(Passage shown)
News — At The Edge — 8/5
The articles and video this week are predominantly science and technology related.
Technology issues focus on two of the most potent and potentially fraught areas today — synthetic biology (gene drives) and artificial intelligence (ability to imagine and plan).
There is one legal issue that discusses how data collected from implanted and wearable medical and health related devices can be used against you in legal cases.
Science articles and video are interesting inasmuch as they look at biology in new ways. One article and video are about how biological life was likely a natural result of physics, which reflects my own research and writings (see, Macroscopic Evolutionary Paradigm)
Technology Issues –
“JASONs, a group of elite scientists that advises the US government on national security…[recently] took stock of a new threat: gene drives, a genetic-engineering technology that can swiftly spread modifications through entire populations…drive species extinct and alter whole ecosystems….
[Imagine] how would-be bioterrorists might weaponize gene drives…[or] the potential for accidental release of gene-drive organisms….
[Now] ‘advances are outpacing biosecurity’….[Some] plan to develop tools to counter rogue gene drives that spread out of control…[using] chemicals that block gene-editing or ‘anti-gene drives’ that can reverse a genetic modification or immunize unaltered wild organisms so they are resistant to a gene drive. These tools could combat a gene drive deployed to do harm…[but] far more likely to be deployed against accidental gene-drive releases from research labs….
[DARPA] world’s largest government funder of gene-drive research…[sows] suspicions…in parts of the world.” https://www.scientificamerican.com/article/u-s-defense-agencies-grapple-with-gene-drives/
“Imagining the consequences of your actions before you take them is a powerful tool of human cognition…[crucial] in our everyday lives. If our algorithms are to develop equally sophisticated behaviors, they too must have the capability to ‘imagine’ and reason about the future…[and] be able to construct a plan using this knowledge….
(End Passage shown)
> _Exercises_:
1. Answer these questions from the science and technology news roundup:
(a) Which two areas do the technology issues focus on?
(b) Which group that advises the US government on national security took stock of gene drives?
(c) How is DARPA described in the roundup?
2. Pick up the science and technology news roundup after its last sentence and continue it.
The lines that come next have no connection to the news roundup above.
(Records shown)
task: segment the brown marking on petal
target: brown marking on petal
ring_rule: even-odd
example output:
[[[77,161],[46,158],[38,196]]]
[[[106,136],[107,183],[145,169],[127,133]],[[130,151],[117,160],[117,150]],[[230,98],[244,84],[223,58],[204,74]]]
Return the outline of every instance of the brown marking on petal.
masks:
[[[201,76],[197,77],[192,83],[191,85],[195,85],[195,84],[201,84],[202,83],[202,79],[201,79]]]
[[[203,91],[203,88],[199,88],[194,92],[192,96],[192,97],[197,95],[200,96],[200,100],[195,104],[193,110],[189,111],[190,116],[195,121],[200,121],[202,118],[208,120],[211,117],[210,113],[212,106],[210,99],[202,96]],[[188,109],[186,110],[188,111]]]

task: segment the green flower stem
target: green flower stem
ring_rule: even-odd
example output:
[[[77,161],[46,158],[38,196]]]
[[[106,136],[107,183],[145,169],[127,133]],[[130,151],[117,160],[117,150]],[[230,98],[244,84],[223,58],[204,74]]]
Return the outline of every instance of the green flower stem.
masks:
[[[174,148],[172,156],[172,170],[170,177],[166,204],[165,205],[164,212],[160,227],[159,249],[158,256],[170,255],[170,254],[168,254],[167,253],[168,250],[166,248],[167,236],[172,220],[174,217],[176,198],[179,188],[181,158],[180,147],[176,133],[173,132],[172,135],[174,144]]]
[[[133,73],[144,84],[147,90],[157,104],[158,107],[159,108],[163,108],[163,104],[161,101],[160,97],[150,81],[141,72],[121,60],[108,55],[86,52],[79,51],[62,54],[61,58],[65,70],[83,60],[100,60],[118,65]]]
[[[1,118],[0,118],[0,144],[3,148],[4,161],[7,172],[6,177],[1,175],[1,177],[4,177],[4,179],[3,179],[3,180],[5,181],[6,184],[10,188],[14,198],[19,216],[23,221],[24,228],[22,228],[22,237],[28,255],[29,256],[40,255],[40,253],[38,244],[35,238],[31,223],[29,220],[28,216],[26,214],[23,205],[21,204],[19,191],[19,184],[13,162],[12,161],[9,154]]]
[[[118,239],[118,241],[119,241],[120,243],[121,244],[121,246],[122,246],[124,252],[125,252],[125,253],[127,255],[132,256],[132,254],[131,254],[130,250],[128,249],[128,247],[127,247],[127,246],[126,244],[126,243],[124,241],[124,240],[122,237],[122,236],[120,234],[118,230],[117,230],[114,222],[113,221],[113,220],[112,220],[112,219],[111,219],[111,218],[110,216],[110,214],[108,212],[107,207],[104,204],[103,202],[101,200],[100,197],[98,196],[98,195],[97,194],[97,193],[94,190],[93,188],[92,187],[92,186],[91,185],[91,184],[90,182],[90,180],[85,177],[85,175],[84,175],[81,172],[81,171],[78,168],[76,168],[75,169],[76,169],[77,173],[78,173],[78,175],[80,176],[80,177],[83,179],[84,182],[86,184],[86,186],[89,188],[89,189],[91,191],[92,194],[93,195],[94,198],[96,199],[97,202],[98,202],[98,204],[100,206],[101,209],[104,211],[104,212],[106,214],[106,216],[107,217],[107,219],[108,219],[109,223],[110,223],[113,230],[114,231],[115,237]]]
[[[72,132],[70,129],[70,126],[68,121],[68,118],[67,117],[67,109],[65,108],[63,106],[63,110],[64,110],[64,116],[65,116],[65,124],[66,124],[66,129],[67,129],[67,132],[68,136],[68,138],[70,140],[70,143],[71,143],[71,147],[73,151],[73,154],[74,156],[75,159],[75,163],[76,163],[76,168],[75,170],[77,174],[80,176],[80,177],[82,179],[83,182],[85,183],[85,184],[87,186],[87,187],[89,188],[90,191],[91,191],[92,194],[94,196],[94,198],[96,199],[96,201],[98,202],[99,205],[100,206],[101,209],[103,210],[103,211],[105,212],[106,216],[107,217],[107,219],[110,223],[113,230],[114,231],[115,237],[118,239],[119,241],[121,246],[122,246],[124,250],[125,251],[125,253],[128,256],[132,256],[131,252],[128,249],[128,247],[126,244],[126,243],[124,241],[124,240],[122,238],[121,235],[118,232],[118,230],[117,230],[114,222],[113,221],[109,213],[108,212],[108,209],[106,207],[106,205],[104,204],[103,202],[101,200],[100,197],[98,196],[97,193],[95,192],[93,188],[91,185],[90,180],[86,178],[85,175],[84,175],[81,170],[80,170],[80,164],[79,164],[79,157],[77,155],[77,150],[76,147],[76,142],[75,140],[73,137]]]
(End Records shown)
> _Answer list_:
1.
(a) Synthetic biology (gene drives) and artificial intelligence (the ability to imagine and plan).
(b) The JASONs, a group of elite scientists.
(c) As the world's largest government funder of gene-drive research.

2.
[Big] results in this area…like AlphaGo…[with] clearly defined rules which allow outcomes to be predicted very accurately…[but] real world is complex, rules are not so clearly defined and unpredictable problems often arise….
[A] new family of approaches for imagination-based planning…provide new ways for agents to learn and construct plans to maximize the efficiency of a task…and can adopt flexible strategies for exploiting their imagination….[Agents] benefit from an ‘imagination encoder’- a neural network which learns to extract any information useful for the agent’s future decisions, but ignore that which is not relevant….
[T]hey learn to interpret their internal simulations…even when those dynamics are not perfect…adapting the number of imagined trajectories to suit the problem…[encouraging] the agent to try different strategies ‘in its head’ before testing them in the real environment….Because agents are able to extract more knowledge from internal simulations they can solve tasks more with fewer imagination steps than conventional search methods….
[If] we add an additional ‘manager’ component, which helps to construct a plan, the agent learns to solve tasks even more efficiently with fewer steps…[so] presented with multiple models of an environment, each varying in quality and cost-benefit, it learns to make a meaningful trade-off. Finally, if the computational cost of imagination increases with each action taken, the agent imagines the effect of multiple chained actions early, and relies on this plan later without invoking imagination again.” https://deepmind.com/blog/agents-imagine-and-plan/
Legal Issue –
“Law enforcement can use legally obtained blood samples and medical records as evidence..[and] smart devices, such as steps counted by activity trackers and queries made to speakers, to establish how a crime was committed….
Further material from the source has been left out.